START Source passage
Few bars have been set lower than the one Joe Biden has had to clear when it comes to bringing transparency back to the White House. Donald Trump has been an easy act to follow.
But five weeks into office, Biden has fallen short of his former boss, Barack Obama, in several areas, and is under pressure to do more to restore confidence in the federal government following Trump’s chaotic term in the White House.
Among the critiques: The schedules for the president and vice president aren’t posted online. The White House comment line is shut down. There are no citizen petitions on the White House’s website.
The White House has committed to releasing visitor logs. But it doesn’t plan to divulge the names of attendees of virtual meetings, which are the primary mode of interaction until the coronavirus pandemic eases.
And while Biden has received kudos for keeping the American public informed, primarily by resuming the daily White House press briefings, he has yet to hold a news conference of his own.
END Source passage
START Material shown
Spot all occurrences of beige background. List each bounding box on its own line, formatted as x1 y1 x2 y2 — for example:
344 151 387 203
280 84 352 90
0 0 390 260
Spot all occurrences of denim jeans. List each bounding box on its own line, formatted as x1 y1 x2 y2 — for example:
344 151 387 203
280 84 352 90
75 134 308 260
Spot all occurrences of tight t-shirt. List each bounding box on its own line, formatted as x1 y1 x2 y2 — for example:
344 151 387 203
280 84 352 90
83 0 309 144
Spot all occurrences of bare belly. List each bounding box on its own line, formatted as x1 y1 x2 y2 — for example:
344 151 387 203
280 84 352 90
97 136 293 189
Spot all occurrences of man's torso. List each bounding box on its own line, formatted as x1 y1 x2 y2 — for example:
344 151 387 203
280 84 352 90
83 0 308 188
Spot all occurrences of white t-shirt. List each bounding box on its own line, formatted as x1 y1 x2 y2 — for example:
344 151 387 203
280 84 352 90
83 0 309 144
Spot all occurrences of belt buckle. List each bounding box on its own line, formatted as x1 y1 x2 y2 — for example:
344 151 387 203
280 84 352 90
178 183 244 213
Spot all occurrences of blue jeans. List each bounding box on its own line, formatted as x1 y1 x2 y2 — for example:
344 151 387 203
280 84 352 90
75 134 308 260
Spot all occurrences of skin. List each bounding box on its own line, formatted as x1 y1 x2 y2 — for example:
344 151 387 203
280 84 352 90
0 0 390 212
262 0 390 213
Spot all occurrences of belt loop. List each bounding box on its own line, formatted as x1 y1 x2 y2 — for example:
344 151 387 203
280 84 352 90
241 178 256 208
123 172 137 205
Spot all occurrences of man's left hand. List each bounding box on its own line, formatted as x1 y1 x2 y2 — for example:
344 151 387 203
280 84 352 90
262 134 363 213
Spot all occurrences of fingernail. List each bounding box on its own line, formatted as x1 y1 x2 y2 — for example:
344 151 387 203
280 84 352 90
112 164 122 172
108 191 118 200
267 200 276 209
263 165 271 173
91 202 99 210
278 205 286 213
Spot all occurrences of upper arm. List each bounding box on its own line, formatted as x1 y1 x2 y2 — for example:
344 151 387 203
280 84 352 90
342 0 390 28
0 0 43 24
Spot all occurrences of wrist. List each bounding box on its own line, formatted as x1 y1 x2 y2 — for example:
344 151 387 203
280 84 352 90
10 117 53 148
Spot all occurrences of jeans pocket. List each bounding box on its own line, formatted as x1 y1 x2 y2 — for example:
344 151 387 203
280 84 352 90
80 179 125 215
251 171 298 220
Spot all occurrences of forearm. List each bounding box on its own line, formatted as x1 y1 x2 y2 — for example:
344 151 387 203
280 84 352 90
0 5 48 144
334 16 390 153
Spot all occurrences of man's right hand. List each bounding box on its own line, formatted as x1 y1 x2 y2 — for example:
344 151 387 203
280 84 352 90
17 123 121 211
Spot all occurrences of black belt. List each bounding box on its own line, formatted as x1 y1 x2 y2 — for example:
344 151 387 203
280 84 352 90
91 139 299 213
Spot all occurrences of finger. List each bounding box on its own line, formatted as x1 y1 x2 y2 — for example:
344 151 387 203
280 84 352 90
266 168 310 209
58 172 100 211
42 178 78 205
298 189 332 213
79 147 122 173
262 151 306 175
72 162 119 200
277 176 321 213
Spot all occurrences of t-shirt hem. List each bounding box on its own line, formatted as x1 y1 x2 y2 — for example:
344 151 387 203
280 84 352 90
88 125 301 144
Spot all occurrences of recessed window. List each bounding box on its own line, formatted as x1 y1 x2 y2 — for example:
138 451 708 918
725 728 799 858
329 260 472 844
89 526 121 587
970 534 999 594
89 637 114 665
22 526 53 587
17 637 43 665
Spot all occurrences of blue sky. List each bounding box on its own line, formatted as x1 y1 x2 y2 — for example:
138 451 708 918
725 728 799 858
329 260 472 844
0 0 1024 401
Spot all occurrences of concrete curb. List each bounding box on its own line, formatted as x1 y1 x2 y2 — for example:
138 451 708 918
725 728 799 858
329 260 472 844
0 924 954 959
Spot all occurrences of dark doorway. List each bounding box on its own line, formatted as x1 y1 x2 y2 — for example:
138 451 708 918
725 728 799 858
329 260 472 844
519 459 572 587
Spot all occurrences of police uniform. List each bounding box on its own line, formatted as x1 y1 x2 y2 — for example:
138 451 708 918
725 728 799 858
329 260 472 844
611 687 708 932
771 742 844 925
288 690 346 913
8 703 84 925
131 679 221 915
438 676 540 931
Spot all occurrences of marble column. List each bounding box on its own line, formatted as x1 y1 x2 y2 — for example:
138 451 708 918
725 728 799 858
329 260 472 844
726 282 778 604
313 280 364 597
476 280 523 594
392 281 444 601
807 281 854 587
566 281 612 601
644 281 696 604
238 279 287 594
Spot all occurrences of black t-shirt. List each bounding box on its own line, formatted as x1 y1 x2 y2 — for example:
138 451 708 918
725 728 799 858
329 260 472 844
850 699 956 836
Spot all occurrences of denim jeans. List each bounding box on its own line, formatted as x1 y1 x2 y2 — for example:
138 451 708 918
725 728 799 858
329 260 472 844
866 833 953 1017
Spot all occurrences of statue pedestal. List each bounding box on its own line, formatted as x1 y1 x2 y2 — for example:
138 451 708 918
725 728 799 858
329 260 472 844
END Material shown
## Task directions:
Please reproduce the portion of the passage on Biden and White House transparency that opens with the words containing "But five weeks" and closes with "in the White House.".

## Solution to this exercise:
But five weeks into office, Biden has fallen short of his former boss, Barack Obama, in several areas, and is under pressure to do more to restore confidence in the federal government following Trump’s chaotic term in the White House.